- **Required action**:
Below are the entries; return every line among them that holds the word "grooming".

- **Given records**:
━━━━━━━━━━

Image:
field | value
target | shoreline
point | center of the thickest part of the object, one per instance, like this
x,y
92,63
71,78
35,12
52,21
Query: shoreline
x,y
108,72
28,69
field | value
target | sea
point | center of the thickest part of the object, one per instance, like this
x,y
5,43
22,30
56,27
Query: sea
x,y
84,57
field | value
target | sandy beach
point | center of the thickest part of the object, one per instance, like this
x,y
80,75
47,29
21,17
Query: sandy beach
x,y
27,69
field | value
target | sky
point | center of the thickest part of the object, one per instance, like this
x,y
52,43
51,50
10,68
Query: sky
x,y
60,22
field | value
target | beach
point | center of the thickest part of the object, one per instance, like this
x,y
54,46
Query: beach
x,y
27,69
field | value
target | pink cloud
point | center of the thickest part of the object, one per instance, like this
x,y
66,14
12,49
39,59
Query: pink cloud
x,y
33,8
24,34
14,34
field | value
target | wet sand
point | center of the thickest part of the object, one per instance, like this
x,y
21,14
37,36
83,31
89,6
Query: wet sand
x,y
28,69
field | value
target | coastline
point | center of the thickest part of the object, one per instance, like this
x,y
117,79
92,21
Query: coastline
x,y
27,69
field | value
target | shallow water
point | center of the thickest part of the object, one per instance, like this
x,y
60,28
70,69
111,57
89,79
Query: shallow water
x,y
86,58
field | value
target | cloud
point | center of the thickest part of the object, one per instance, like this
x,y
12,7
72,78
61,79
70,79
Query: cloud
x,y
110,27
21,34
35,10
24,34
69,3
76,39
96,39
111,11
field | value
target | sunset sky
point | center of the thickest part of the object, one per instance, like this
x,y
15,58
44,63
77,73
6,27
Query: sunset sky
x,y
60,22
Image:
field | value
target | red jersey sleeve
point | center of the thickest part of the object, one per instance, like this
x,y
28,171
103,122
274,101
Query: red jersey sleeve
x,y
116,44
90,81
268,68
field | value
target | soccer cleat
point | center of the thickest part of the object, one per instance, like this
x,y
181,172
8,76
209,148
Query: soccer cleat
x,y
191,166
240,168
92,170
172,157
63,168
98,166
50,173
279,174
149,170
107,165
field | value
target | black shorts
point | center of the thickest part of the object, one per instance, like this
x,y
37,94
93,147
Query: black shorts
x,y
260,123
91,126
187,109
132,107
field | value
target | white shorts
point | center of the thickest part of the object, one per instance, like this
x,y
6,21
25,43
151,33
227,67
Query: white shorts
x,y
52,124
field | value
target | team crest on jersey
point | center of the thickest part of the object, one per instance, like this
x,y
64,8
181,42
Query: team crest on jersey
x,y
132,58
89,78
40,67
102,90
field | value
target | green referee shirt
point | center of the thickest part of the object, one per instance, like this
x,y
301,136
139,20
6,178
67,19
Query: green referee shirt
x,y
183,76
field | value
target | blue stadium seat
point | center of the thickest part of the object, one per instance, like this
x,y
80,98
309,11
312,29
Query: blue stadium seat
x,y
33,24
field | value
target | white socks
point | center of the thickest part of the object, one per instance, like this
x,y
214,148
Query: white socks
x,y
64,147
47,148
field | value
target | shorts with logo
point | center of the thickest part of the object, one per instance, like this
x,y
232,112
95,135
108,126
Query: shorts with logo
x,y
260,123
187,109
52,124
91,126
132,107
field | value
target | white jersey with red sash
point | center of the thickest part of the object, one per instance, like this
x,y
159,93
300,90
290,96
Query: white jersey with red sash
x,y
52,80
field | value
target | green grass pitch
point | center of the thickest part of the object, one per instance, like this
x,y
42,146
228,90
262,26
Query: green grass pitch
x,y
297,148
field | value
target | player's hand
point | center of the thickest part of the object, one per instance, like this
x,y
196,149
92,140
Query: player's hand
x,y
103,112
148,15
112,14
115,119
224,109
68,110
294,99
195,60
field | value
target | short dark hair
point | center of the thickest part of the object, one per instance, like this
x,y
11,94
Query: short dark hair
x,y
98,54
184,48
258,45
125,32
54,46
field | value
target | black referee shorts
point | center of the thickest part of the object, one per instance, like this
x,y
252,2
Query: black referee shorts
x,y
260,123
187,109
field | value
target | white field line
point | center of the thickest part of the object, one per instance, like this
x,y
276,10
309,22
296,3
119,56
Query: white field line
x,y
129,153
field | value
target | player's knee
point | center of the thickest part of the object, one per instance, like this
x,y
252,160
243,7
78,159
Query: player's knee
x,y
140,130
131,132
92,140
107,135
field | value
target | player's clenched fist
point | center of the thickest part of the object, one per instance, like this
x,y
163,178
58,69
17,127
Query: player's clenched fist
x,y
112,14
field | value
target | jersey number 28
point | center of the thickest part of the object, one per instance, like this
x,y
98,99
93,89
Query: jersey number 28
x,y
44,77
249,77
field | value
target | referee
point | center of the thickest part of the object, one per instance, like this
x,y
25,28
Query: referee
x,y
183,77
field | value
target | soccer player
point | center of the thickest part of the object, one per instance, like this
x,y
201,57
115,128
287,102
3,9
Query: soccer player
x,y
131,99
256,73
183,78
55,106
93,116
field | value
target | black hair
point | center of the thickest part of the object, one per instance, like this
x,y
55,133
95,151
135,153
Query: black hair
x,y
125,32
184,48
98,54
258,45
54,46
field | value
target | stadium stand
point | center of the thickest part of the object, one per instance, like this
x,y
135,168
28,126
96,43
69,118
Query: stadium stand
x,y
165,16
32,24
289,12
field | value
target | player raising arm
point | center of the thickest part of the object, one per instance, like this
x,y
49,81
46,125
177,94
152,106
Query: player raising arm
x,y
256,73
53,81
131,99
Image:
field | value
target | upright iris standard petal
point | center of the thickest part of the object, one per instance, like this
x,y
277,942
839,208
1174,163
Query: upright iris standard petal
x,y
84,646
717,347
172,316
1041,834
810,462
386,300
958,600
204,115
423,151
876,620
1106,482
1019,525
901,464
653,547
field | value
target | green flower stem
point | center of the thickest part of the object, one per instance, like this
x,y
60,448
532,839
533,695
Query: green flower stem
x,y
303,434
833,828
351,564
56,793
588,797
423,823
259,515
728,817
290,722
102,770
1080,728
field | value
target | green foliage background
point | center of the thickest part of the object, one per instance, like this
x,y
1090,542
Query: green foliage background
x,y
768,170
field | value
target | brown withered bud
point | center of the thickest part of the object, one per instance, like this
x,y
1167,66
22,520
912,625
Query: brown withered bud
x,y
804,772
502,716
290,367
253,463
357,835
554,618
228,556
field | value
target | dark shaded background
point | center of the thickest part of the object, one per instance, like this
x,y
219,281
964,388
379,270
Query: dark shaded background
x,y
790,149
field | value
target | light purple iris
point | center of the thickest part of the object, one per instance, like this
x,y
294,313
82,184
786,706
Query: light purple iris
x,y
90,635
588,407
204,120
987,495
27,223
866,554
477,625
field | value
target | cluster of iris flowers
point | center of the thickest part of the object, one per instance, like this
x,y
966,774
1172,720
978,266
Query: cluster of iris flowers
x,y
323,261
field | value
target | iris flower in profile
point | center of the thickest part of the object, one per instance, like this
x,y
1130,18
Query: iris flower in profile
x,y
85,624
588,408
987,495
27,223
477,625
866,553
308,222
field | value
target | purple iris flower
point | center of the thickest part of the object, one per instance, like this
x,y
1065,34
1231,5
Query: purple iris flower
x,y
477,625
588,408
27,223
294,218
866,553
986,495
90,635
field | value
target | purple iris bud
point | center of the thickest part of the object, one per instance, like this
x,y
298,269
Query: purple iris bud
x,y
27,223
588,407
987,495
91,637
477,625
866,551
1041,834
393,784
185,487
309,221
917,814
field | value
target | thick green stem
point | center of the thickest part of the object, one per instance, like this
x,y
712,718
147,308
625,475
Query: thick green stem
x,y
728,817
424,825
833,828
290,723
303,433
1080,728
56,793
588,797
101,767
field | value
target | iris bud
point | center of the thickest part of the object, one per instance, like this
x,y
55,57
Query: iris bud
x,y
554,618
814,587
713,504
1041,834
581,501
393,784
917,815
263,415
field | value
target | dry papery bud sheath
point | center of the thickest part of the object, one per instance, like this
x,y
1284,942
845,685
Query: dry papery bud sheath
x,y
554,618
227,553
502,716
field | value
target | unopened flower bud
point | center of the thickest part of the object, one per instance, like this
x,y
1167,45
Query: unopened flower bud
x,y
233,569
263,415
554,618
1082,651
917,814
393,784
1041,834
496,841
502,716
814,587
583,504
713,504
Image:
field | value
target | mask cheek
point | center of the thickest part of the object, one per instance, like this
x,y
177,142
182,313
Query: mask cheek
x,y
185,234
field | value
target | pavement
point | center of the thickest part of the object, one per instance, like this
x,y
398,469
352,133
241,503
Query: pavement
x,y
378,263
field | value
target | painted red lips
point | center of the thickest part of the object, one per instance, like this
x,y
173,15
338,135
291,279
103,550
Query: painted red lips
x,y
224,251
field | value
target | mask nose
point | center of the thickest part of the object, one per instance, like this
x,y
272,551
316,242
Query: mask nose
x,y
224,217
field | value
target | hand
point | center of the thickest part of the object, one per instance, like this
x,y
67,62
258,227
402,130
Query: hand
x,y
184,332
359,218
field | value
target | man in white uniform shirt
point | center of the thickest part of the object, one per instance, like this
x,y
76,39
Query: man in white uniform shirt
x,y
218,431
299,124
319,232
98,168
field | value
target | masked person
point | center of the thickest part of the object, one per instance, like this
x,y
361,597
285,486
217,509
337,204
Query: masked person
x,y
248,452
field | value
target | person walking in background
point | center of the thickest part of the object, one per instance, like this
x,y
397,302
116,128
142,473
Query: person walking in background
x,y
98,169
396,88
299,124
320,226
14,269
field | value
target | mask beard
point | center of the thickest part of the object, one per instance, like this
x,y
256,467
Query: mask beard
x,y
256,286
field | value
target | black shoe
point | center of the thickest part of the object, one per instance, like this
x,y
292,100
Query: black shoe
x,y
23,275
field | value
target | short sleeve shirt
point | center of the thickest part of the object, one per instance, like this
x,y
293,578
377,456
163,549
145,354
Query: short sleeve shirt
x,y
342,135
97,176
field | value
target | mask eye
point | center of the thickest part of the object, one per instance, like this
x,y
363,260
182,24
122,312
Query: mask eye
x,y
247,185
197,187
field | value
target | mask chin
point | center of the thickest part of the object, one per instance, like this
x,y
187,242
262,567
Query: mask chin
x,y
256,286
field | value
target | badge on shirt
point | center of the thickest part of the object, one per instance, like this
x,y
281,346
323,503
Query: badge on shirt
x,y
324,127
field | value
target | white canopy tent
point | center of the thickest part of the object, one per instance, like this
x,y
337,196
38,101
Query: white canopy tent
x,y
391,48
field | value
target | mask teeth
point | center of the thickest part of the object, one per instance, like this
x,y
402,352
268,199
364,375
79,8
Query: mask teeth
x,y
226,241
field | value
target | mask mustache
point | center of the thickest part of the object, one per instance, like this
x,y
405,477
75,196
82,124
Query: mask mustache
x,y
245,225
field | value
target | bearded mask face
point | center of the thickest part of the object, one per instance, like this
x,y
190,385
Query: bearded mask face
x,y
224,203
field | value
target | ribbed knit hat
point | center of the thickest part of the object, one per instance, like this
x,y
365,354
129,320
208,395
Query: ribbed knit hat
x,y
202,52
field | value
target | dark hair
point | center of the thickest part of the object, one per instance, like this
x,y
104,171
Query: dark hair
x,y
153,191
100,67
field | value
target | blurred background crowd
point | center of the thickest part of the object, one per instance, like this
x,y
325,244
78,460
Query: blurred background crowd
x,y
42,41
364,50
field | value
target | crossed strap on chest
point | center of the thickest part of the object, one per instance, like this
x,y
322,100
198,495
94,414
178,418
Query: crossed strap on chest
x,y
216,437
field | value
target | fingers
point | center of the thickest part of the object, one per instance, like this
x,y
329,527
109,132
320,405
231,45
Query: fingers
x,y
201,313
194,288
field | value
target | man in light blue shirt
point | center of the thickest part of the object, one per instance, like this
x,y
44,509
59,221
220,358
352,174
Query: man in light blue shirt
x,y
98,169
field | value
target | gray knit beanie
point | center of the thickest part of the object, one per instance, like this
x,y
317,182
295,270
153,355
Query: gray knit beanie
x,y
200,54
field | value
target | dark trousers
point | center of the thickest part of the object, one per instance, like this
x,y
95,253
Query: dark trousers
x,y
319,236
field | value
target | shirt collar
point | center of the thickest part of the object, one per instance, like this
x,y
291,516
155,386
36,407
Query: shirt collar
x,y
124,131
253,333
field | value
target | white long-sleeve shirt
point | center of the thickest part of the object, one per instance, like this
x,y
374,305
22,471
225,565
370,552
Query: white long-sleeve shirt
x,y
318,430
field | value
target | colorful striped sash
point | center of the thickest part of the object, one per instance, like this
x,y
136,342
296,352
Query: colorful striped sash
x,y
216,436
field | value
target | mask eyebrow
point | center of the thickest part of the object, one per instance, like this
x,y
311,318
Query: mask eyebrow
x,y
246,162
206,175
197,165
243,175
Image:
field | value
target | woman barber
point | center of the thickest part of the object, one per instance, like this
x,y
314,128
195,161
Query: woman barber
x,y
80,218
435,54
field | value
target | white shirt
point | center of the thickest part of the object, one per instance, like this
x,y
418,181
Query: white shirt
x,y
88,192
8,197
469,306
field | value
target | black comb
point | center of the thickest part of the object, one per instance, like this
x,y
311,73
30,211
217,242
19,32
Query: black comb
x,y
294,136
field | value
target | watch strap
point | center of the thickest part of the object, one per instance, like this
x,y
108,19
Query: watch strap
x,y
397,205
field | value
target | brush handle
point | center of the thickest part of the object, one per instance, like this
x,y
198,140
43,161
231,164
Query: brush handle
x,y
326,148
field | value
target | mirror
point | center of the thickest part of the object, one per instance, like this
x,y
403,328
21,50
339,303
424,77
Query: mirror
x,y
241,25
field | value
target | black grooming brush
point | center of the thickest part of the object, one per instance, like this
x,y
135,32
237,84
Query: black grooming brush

━━━━━━━━━━

- **Answer to this problem**:
target | black grooming brush
Query: black grooming brush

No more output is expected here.